* DATASET *
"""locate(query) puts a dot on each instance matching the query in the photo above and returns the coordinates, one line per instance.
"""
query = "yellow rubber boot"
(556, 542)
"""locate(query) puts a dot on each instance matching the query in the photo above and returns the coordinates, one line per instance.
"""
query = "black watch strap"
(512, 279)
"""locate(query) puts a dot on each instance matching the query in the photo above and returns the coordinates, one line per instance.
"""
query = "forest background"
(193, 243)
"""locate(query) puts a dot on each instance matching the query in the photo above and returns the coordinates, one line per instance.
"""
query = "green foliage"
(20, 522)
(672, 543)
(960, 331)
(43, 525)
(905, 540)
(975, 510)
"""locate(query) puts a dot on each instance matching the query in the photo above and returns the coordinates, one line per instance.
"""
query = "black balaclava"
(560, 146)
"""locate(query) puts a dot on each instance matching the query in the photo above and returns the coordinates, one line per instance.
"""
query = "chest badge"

* WHAT YOU SHOULD DO *
Convert the material above into a Markdown table with the columns "No." and "Text", numbering each line in order and leaving out blank lines.

* SOLUTION TO THE PROBLEM *
| No. | Text |
|---|---|
| 1 | """locate(query) puts a dot on each instance matching the query in the photo above and returns the coordinates, one line per instance. |
| 2 | """ |
| 3 | query = "yellow rubber boot" |
| 4 | (556, 542) |
| 5 | """locate(query) puts a dot on each instance matching the query in the photo above and returns the coordinates, one line per instance. |
| 6 | """ |
| 7 | query = "black watch strap" |
| 8 | (512, 279) |
| 9 | """locate(query) puts a dot on each instance matching the query in the photo above and returns the coordinates, one line per instance. |
| 10 | """ |
| 11 | query = "forest background" |
| 12 | (193, 243) |
| 13 | """locate(query) puts a dot on each instance matching the query in the photo above and returns the coordinates, one line per instance. |
| 14 | """ |
| 15 | query = "green foliage" |
| 16 | (20, 522) |
| 17 | (672, 543) |
| 18 | (960, 331) |
| 19 | (43, 525) |
| 20 | (905, 540) |
| 21 | (975, 510) |
| 22 | """locate(query) puts a dot on each instance matching the query in the photo above and returns the coordinates, one line per instance. |
| 23 | """ |
| 24 | query = "black balaclava" |
| 25 | (560, 146) |
| 26 | """locate(query) puts a dot on each instance matching the query in the photo above and returns the coordinates, one line per instance. |
| 27 | """ |
| 28 | query = "chest badge" |